Input for this task:
## Begin
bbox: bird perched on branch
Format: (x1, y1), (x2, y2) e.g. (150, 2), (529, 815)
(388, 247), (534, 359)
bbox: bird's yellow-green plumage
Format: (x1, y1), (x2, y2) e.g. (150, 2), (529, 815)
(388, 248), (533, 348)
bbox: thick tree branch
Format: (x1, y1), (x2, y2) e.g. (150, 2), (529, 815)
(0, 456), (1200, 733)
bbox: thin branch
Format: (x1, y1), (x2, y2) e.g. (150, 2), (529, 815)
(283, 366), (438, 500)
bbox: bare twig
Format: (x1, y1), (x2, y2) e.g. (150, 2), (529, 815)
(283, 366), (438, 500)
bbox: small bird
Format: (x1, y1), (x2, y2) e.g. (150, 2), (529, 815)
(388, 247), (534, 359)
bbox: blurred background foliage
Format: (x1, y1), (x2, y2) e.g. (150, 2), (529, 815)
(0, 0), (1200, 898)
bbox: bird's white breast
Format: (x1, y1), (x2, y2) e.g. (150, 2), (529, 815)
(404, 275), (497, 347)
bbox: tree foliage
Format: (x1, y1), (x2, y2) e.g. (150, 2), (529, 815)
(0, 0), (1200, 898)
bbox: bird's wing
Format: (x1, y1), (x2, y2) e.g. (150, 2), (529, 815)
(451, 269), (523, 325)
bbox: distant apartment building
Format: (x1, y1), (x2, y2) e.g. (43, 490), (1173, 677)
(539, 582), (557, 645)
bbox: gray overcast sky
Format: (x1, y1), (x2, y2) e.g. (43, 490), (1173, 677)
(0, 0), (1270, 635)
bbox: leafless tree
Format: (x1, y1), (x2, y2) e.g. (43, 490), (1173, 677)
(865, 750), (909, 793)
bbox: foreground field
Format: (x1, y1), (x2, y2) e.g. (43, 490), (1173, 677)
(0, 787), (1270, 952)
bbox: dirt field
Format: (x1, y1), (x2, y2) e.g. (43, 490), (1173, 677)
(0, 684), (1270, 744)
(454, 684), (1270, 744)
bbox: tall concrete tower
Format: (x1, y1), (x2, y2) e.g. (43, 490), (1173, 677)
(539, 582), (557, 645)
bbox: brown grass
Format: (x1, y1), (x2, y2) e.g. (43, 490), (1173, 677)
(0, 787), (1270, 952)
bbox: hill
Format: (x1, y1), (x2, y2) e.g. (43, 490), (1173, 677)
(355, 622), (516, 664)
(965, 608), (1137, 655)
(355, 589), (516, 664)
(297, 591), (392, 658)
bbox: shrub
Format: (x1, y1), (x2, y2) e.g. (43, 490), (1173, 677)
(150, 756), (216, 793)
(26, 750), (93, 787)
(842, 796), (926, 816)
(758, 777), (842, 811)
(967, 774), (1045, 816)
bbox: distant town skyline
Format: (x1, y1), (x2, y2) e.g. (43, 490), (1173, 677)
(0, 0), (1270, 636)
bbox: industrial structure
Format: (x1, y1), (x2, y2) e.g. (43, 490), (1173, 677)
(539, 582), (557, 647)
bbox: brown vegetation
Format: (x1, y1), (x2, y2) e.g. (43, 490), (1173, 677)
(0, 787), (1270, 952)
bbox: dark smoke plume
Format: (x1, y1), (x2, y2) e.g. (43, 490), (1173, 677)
## End
Problem requirements: Return all of the data above verbatim, line for line, with nothing changed or left out.

Solution:
bbox: bird perched on branch
Format: (x1, y1), (x2, y2) e.g. (150, 2), (529, 815)
(388, 247), (534, 359)
bbox: bird's yellow-green plumage
Format: (x1, y1), (x2, y2) e.g. (150, 2), (529, 815)
(388, 248), (533, 348)
bbox: thick tree branch
Format: (x1, y1), (x2, y2) e.g. (150, 2), (529, 815)
(0, 456), (1200, 733)
bbox: thin branch
Format: (x1, y1), (x2, y2) e.g. (150, 2), (529, 815)
(283, 366), (438, 500)
bbox: bare twig
Format: (x1, y1), (x2, y2) e.g. (150, 2), (529, 815)
(283, 366), (438, 500)
bbox: small bird
Format: (x1, y1), (x2, y2) e.g. (150, 2), (529, 815)
(388, 247), (534, 359)
bbox: blurred background foliage
Format: (x1, y1), (x2, y2) e.g. (150, 2), (529, 815)
(0, 0), (1200, 898)
bbox: bird's white breast
Format: (x1, y1), (x2, y2) e.g. (150, 2), (529, 815)
(404, 275), (497, 347)
bbox: tree foliage
Format: (x1, y1), (x2, y2) e.g. (150, 2), (529, 815)
(0, 0), (1200, 898)
bbox: bird's wing
Format: (x1, y1), (x2, y2) e.g. (150, 2), (529, 815)
(451, 269), (523, 325)
bbox: distant apartment building
Format: (x1, y1), (x2, y2) e.g. (43, 490), (1173, 677)
(539, 582), (557, 645)
bbox: gray overcast sky
Format: (x1, y1), (x2, y2) e.g. (43, 490), (1173, 677)
(0, 0), (1270, 635)
bbox: leafless tree
Format: (x1, y1), (x2, y2) e.g. (43, 490), (1173, 677)
(865, 750), (909, 793)
bbox: foreground field
Format: (x1, y1), (x2, y2) e.g. (43, 490), (1173, 677)
(0, 787), (1270, 952)
bbox: dirt field
Format: (x1, y1), (x2, y2) e.g. (43, 490), (1173, 677)
(0, 684), (1270, 744)
(454, 684), (1270, 744)
bbox: tall concrete tower
Format: (x1, y1), (x2, y2) e.g. (43, 490), (1173, 677)
(539, 582), (557, 645)
bbox: brown grass
Format: (x1, y1), (x2, y2) e.g. (43, 490), (1173, 677)
(0, 787), (1270, 952)
bbox: hill
Format: (x1, y1), (x2, y2) e.g. (43, 490), (1173, 677)
(355, 622), (516, 664)
(965, 608), (1137, 655)
(355, 589), (516, 664)
(297, 591), (392, 658)
bbox: shrub
Format: (x1, y1), (x2, y2) e.g. (43, 490), (1173, 677)
(150, 756), (216, 793)
(26, 750), (93, 787)
(842, 796), (926, 816)
(758, 777), (842, 811)
(967, 774), (1045, 816)
bbox: distant town skyline
Format: (x1, y1), (x2, y2) e.g. (43, 490), (1173, 677)
(0, 0), (1270, 636)
bbox: industrial structure
Format: (x1, y1), (x2, y2) e.g. (43, 490), (1173, 677)
(539, 582), (557, 647)
bbox: brown vegetation
Format: (x1, y1), (x2, y2) e.g. (43, 490), (1173, 677)
(0, 787), (1270, 952)
bbox: dark smoke plume
Format: (x1, y1), (x2, y2) e.g. (43, 490), (1173, 677)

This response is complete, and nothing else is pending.